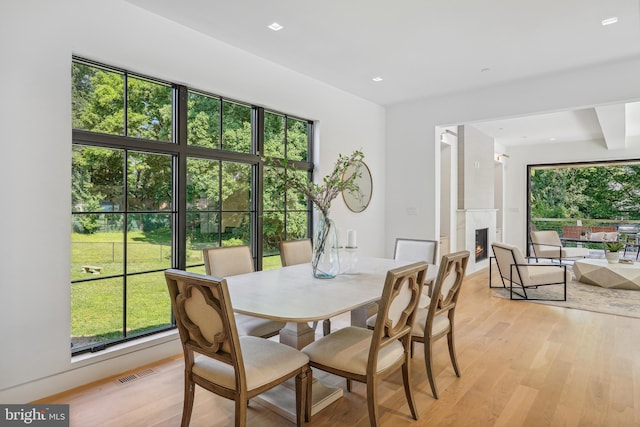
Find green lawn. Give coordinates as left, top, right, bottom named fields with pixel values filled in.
left=71, top=231, right=284, bottom=349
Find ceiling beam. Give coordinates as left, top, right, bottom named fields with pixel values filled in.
left=595, top=104, right=626, bottom=150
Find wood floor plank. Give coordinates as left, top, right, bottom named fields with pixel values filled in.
left=493, top=384, right=539, bottom=427
left=36, top=266, right=640, bottom=426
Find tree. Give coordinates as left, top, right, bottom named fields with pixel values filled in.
left=72, top=60, right=312, bottom=248
left=531, top=163, right=640, bottom=223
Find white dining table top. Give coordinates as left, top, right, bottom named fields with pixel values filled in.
left=225, top=257, right=437, bottom=323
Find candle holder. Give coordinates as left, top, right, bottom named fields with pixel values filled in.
left=340, top=246, right=359, bottom=274
left=346, top=229, right=357, bottom=248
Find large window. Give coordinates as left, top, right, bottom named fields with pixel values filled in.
left=527, top=160, right=640, bottom=254
left=71, top=58, right=312, bottom=354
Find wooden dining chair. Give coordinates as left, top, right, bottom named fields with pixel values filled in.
left=410, top=250, right=469, bottom=399
left=395, top=237, right=439, bottom=302
left=394, top=238, right=439, bottom=264
left=165, top=269, right=311, bottom=427
left=279, top=239, right=331, bottom=336
left=203, top=245, right=285, bottom=338
left=279, top=238, right=313, bottom=267
left=302, top=261, right=427, bottom=427
left=363, top=238, right=437, bottom=327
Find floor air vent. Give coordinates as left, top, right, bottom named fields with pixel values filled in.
left=116, top=369, right=156, bottom=384
left=135, top=368, right=155, bottom=378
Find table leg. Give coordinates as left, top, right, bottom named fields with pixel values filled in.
left=258, top=322, right=343, bottom=422
left=351, top=302, right=379, bottom=327
left=279, top=321, right=315, bottom=350
left=255, top=370, right=343, bottom=422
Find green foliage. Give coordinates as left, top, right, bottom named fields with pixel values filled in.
left=531, top=164, right=640, bottom=221
left=72, top=61, right=313, bottom=253
left=187, top=91, right=220, bottom=147
left=268, top=150, right=365, bottom=216
left=73, top=201, right=102, bottom=234
left=605, top=242, right=624, bottom=252
left=222, top=238, right=244, bottom=247
left=72, top=62, right=173, bottom=225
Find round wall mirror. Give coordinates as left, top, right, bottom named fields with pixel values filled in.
left=342, top=160, right=373, bottom=213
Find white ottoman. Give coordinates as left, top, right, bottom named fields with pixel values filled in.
left=573, top=259, right=640, bottom=290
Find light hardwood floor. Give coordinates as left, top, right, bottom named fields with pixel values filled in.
left=38, top=266, right=640, bottom=426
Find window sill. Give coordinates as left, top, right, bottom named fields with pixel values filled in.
left=71, top=330, right=180, bottom=367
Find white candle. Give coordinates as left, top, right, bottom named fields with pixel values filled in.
left=347, top=229, right=357, bottom=248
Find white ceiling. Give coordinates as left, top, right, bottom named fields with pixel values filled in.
left=472, top=103, right=640, bottom=147
left=128, top=0, right=640, bottom=146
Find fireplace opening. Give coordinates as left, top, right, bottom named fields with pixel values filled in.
left=475, top=228, right=488, bottom=262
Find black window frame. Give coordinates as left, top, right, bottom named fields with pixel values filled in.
left=71, top=57, right=314, bottom=355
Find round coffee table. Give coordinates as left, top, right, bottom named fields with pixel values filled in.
left=573, top=258, right=640, bottom=290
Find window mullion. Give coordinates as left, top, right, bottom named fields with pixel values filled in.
left=255, top=107, right=265, bottom=270
left=175, top=86, right=188, bottom=270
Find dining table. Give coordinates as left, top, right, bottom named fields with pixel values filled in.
left=224, top=256, right=437, bottom=420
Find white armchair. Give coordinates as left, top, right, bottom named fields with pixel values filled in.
left=491, top=242, right=570, bottom=301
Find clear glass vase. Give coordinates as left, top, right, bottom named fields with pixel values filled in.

------------------------------------------------

*What to produce*.
Please repeat the line that contains "Find round coffee" and every line after it through the end of the material above, exactly and with nothing added.

*Answer space*.
Find round coffee table. Give coordinates as left, top, right, bottom named fields with pixel values filled in.
left=573, top=258, right=640, bottom=290
Find window mullion. Give coordinates as left, top, right, bottom named fields with pixel values filled in.
left=255, top=107, right=265, bottom=270
left=175, top=86, right=188, bottom=270
Find dining table. Give coordinates as left, top, right, bottom named fields with pixel values filled in.
left=224, top=256, right=437, bottom=420
Find white armchair. Give coordinates as left, top, right, bottom named fields with pixel values filled in.
left=491, top=242, right=570, bottom=301
Find clear glass vase. Give coordinates as left, top, right, bottom named fields with pixel values filled in.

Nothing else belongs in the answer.